• **Work order**: Could you retype all of the records exactly, leaving out every picture?

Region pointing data
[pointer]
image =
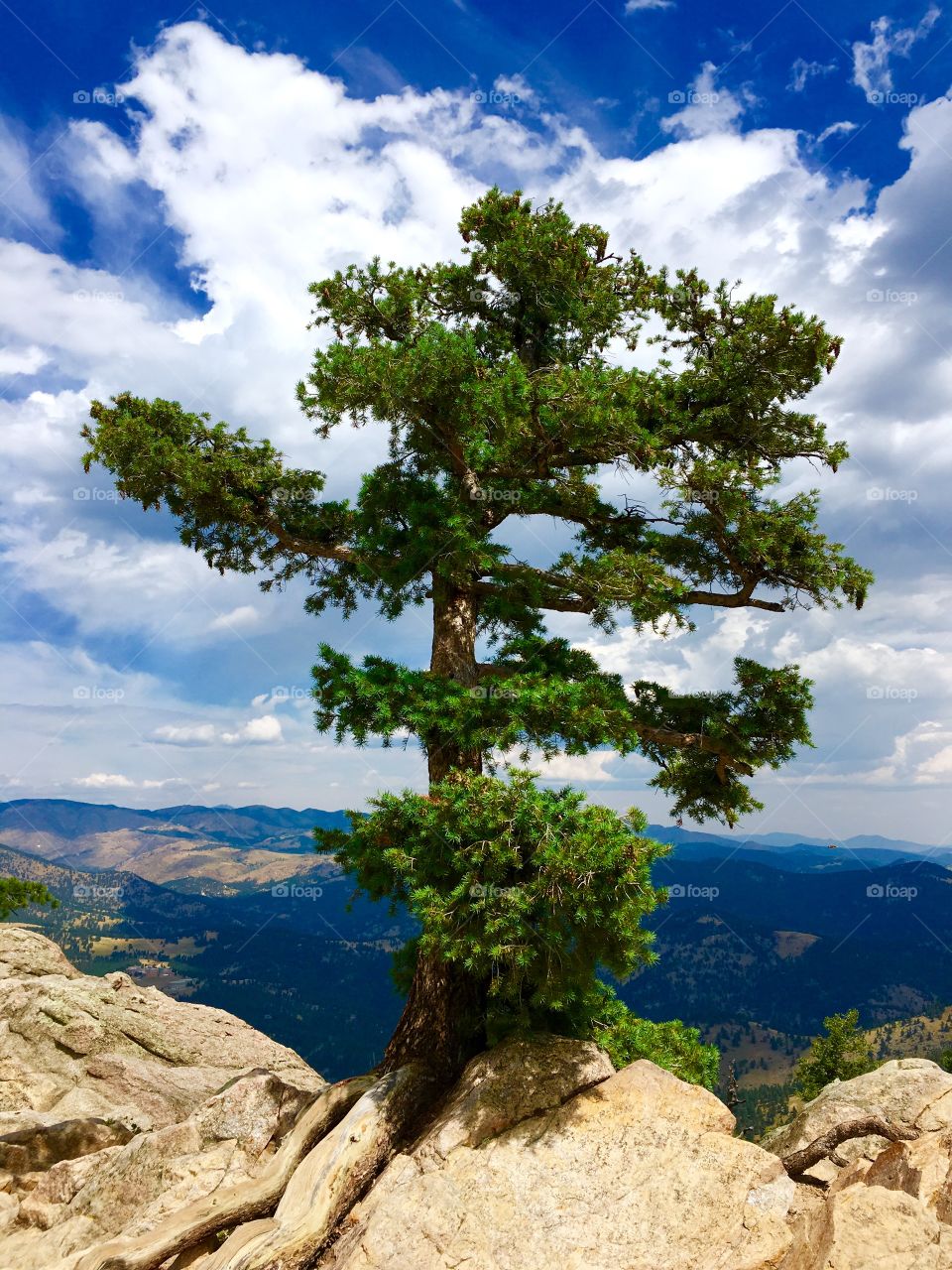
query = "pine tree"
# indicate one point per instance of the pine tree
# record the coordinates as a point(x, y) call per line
point(17, 894)
point(839, 1056)
point(503, 381)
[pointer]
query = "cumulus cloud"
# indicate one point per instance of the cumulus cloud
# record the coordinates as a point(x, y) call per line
point(216, 131)
point(264, 730)
point(802, 71)
point(707, 108)
point(871, 60)
point(104, 780)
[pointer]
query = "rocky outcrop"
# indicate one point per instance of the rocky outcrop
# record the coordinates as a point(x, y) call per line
point(141, 1133)
point(636, 1171)
point(76, 1047)
point(878, 1203)
point(122, 1106)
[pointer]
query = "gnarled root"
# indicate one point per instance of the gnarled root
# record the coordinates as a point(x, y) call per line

• **Answer below**:
[pointer]
image =
query = "pine tree"
# indicate one point per instance of the pine tree
# record the coordinates as a point(x, y) call per line
point(17, 894)
point(839, 1056)
point(503, 381)
[pointer]
query = "cumulus cloud"
# indicate one point per instance of the cumulus cloud
# record the coordinates as a point(x, y) call per line
point(216, 131)
point(264, 730)
point(802, 71)
point(707, 108)
point(871, 60)
point(104, 780)
[pointer]
query = "rocky outcrop"
# indicate one point per instance of the rocky outcrop
# record the coordinates as a point(x, y) call per line
point(141, 1133)
point(636, 1171)
point(76, 1047)
point(878, 1203)
point(122, 1106)
[pointer]
query = "gnarled root"
# indicate one point per instance of the gnarled root
# record the coordinates as a point(x, y) call per line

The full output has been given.